Complete the following>
(a) In the review passage, which chapter begins with the excerpt that introduces the pivotal courtroom scene?
(b) Reproduce everything in the review passage from "So instead of" down to "so easily corrected.".

Given passage>
.....
An important death, which should also be emotionally devastating, is described by the attending physician as follows:
It takes a while for mouth to take note and follow and by the time it did, it was arrested at the moment it was open and not close [sic]. I checked the pupils and found them watery. This is a common occurrence, as whenever the heart seizes [sic] to work, the pain lets up the person’s eyes to water.
So instead of mourning the death – which really is awful, to be very clear about it, the sort of dramatic turn worthy of some of our greatest writers, and which should make at least some readers cry – we are distracted by the misspellings and the awkwardness of the prose, which could be so easily corrected.
Finally, the following excerpt, which I read repeatedly and just couldn’t figure out, begins chapter 9, and introduces the pivotal courtroom scene:
The heart beats to a certain pressure, the rhythm being numb or cranky, swinging to an icy measured finish or throbbing high note, always dense, always recurrent, always a witness to the many emotions that encapsulate the human experience, whether shock, dismay, fear, lethargy, indifference or romance. People are fools for seeking facial expressions; they would do better and have more faithful reliable results by judging the mere pulse. The invisible ticks can lay bare the false notes more readily than any cleanser, whack the pretense of a person’s feelings and somber reactions and make the decline of a man more transparent than any wound or medicine. There is a beat for every occasion, mood and nuance. Jane wished hers would not ramble so savagely.
.....
Data records>
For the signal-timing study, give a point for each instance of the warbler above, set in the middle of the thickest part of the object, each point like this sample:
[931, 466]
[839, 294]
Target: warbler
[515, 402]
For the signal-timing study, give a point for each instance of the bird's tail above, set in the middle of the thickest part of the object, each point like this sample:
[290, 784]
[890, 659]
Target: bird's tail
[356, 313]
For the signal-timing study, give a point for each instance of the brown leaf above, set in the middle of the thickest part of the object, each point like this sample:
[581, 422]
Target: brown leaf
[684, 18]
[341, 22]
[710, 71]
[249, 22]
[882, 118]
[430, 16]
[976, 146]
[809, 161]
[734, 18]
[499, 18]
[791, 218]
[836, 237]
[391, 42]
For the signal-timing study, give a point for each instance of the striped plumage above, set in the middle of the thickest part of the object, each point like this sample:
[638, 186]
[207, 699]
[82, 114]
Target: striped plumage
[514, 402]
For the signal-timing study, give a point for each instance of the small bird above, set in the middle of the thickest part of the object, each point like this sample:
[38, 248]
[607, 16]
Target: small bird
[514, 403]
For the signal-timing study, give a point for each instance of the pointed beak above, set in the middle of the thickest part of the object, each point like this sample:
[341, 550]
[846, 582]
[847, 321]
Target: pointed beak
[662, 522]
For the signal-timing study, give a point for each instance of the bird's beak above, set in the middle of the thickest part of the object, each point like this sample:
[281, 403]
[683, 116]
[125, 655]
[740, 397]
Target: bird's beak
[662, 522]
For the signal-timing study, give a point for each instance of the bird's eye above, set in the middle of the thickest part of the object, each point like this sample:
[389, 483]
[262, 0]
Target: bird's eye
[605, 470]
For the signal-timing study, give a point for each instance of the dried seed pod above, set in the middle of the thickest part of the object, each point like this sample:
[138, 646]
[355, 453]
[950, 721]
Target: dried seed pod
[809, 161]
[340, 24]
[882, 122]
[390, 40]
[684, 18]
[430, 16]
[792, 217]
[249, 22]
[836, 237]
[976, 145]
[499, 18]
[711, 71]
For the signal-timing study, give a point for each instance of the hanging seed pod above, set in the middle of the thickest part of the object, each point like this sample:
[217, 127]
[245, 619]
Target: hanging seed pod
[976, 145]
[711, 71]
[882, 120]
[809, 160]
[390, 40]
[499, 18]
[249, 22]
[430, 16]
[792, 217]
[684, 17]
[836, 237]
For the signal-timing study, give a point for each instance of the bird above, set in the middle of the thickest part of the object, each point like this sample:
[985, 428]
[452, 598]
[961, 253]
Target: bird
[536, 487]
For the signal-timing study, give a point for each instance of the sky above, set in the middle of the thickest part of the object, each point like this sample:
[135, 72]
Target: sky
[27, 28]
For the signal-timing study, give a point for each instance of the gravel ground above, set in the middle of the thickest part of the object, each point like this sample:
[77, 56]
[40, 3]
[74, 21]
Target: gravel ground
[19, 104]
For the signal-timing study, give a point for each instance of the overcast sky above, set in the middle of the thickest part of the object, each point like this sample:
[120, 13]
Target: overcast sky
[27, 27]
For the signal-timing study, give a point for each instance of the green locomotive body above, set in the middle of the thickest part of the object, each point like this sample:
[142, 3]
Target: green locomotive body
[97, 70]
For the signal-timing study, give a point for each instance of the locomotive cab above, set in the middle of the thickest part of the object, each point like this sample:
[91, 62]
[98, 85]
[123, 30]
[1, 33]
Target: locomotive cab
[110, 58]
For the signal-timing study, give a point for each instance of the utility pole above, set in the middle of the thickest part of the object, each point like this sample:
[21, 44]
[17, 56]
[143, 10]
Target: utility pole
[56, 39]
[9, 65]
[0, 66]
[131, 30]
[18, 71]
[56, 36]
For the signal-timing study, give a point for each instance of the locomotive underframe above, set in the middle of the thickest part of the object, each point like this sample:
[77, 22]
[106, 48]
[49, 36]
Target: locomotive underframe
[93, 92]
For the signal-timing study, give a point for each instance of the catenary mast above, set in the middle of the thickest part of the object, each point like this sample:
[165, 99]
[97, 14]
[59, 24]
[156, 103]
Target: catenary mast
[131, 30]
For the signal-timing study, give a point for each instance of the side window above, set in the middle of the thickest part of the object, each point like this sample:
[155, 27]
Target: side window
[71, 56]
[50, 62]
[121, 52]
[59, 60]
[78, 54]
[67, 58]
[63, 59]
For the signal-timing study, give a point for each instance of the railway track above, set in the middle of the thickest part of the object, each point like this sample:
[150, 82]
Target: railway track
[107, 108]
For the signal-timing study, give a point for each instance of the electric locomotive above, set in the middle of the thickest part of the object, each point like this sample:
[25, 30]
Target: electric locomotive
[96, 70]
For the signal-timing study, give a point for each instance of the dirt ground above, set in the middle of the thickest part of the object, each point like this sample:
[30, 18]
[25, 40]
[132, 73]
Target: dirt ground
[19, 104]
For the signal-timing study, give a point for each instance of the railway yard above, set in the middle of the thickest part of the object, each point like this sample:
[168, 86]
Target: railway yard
.....
Solutions to the problems>
(a) Chapter 9.

(b)
So instead of mourning the death – which really is awful, to be very clear about it, the sort of dramatic turn worthy of some of our greatest writers, and which should make at least some readers cry – we are distracted by the misspellings and the awkwardness of the prose, which could be so easily corrected.